> [Problem requirements]: Your answer must be an exact copy of the data, without any pictures.

Referring expression data
※
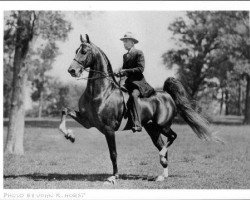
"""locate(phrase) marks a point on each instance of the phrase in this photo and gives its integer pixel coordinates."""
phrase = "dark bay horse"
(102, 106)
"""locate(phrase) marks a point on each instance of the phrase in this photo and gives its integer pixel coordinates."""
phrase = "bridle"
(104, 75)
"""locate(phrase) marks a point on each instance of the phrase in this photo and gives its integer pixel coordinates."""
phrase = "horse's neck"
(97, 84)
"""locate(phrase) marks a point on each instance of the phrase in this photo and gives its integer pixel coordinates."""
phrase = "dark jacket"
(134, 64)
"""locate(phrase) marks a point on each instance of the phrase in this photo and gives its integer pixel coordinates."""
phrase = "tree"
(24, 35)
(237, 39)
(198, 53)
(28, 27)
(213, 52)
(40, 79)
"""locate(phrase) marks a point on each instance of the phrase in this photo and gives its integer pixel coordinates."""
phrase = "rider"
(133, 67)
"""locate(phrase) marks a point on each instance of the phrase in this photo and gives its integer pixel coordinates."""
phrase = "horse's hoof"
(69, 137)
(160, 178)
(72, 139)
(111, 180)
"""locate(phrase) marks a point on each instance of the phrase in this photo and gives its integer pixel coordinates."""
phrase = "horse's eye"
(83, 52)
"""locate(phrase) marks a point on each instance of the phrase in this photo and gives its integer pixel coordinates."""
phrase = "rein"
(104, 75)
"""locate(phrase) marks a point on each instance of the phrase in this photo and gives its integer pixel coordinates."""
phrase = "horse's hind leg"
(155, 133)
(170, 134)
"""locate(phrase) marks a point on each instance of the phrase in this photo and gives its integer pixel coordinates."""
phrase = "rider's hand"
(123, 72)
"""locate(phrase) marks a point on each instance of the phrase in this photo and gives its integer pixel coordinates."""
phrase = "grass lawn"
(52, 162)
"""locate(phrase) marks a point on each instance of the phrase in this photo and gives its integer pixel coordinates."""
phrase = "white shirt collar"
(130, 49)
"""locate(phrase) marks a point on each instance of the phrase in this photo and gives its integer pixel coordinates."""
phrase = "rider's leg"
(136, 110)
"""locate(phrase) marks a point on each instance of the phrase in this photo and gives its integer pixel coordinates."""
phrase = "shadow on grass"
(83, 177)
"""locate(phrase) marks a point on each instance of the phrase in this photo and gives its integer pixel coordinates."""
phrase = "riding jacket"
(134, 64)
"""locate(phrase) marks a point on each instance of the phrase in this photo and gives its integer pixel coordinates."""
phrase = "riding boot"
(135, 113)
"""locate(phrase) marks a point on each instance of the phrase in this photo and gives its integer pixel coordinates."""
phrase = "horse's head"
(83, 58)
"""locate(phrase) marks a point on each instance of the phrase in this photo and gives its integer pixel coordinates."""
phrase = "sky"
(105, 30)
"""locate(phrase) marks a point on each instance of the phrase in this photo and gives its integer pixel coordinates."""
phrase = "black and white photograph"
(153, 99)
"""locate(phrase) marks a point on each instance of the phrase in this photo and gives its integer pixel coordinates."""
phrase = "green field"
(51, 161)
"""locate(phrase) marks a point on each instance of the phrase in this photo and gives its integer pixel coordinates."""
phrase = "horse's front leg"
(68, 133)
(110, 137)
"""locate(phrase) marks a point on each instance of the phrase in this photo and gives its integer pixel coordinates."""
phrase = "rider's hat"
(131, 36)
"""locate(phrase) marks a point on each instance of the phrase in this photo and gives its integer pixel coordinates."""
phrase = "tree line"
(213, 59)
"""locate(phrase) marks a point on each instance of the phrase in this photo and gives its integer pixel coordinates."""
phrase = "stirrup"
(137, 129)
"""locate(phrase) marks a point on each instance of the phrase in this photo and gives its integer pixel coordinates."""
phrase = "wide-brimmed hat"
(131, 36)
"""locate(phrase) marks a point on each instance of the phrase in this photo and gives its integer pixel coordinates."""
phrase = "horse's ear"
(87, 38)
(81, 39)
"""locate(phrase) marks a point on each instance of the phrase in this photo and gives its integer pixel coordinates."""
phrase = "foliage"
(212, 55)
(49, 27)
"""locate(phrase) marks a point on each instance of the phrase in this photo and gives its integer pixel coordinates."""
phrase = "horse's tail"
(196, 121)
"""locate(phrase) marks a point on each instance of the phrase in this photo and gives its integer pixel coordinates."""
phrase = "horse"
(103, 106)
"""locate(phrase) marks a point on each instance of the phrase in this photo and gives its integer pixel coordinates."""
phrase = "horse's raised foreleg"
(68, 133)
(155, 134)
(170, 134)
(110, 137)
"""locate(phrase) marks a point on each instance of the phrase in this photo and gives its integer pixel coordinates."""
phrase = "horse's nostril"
※
> [Task solution]:
"""locate(phrase) marks a point on each instance of the phrase in this photo and gives its integer pixel coordinates."""
phrase = "dark bay horse"
(102, 106)
"""locate(phrase) marks a point on each instance of the phrase in this photo and gives its integer pixel coordinates."""
phrase = "bridle"
(104, 75)
"""locate(phrase) marks a point on each instance of the phrase in this photo and gives its integer pixel coordinates."""
phrase = "horse's neck"
(97, 84)
"""locate(phrase) marks a point on each instance of the phrase in this photo and gives its integer pixel coordinates."""
phrase = "dark jacket"
(134, 64)
"""locate(phrase) marks a point on each instance of the phrase in this photo and gives its integer pixel coordinates."""
phrase = "tree"
(24, 35)
(237, 39)
(198, 53)
(28, 27)
(213, 52)
(40, 79)
"""locate(phrase) marks a point on each instance of the phrase in this photo and gives its integer pixel coordinates."""
phrase = "rider"
(133, 67)
"""locate(phrase) marks a point on each instance of the phrase in this photo and gives its integer pixel coordinates."""
phrase = "horse's hoof"
(69, 137)
(160, 178)
(72, 139)
(111, 180)
"""locate(phrase) marks a point on each instance of the phrase in this photo and gives its integer pixel coordinates."""
phrase = "horse's eye"
(83, 52)
"""locate(phrase) marks a point on each instance of the phrase in this photo and gives its integer pixel coordinates."""
phrase = "rein"
(104, 75)
"""locate(phrase) marks a point on each instance of the phrase in this photo and gives its integer pixel coordinates."""
phrase = "horse's hind leg"
(155, 133)
(170, 134)
"""locate(phrase) marks a point on each instance of the phrase in this photo and gives its integer pixel coordinates."""
phrase = "rider's hand"
(123, 72)
"""locate(phrase) marks a point on each instance of the phrase in this photo and gives its integer pixel coordinates."""
phrase = "grass lawn"
(52, 162)
"""locate(phrase) marks a point on each instance of the phrase in this photo and gives its integer pixel coordinates."""
phrase = "white shirt collar"
(130, 49)
"""locate(phrase) marks a point on each instance of the phrase in this photo and gives its integer pixel coordinates."""
phrase = "rider's leg"
(136, 110)
"""locate(phrase) marks a point on each instance of the phrase in this photo and gives its integer pixel coordinates."""
phrase = "shadow on grass"
(83, 177)
"""locate(phrase) marks a point on each instance of the phrase in this photo and gives its integer pixel coordinates."""
phrase = "riding jacket"
(134, 64)
"""locate(phrase) marks a point on each instance of the phrase in this photo and gives its integer pixel coordinates."""
phrase = "riding boot"
(135, 113)
"""locate(phrase) marks a point on each instance of the phrase in this photo and gives its integer pixel coordinates."""
phrase = "horse's head"
(83, 58)
"""locate(phrase) marks a point on each instance of the phrase in this photo and gives its integer pixel coordinates."""
phrase = "sky"
(105, 30)
"""locate(phrase) marks a point on each instance of the phrase in this photo and gives its integer pixel coordinates."""
phrase = "black and white photograph"
(153, 99)
"""locate(phrase) marks a point on each instance of the phrase in this photo and gives its integer pixel coordinates."""
phrase = "green field"
(51, 161)
"""locate(phrase) marks a point on each instance of the phrase in this photo and gives its integer pixel coordinates."""
phrase = "horse's front leg"
(68, 133)
(110, 137)
"""locate(phrase) marks a point on each instance of the phrase in this photo and gives its integer pixel coordinates."""
phrase = "rider's hat"
(131, 36)
"""locate(phrase) marks a point on each instance of the phrase in this photo and gives its integer pixel coordinates."""
phrase = "tree line"
(213, 59)
"""locate(phrase) marks a point on each instance of the phrase in this photo and gives its integer pixel coordinates."""
phrase = "stirrup"
(137, 129)
"""locate(phrase) marks a point on each instance of the phrase in this photo and gives its integer pixel coordinates."""
phrase = "wide-brimmed hat"
(131, 36)
"""locate(phrase) marks a point on each instance of the phrase in this photo and gives its integer pixel coordinates."""
phrase = "horse's ear"
(87, 38)
(81, 39)
"""locate(phrase) marks a point on each instance of the phrase in this photo and gives its integer pixel coordinates."""
phrase = "foliage"
(212, 55)
(49, 27)
"""locate(phrase) marks a point on each instance of the phrase in this photo and gives its integer pixel coordinates."""
phrase = "horse's tail"
(196, 121)
"""locate(phrase) marks a point on each instance of the phrase in this photo and gives its integer pixel coordinates."""
phrase = "horse"
(103, 106)
"""locate(phrase) marks a point on each instance of the phrase in this photo and gives its integer pixel coordinates."""
phrase = "horse's raised foreleg"
(68, 133)
(155, 134)
(170, 134)
(110, 137)
"""locate(phrase) marks a point on each instance of the phrase in this photo and gives its integer pixel coordinates."""
phrase = "horse's nostril"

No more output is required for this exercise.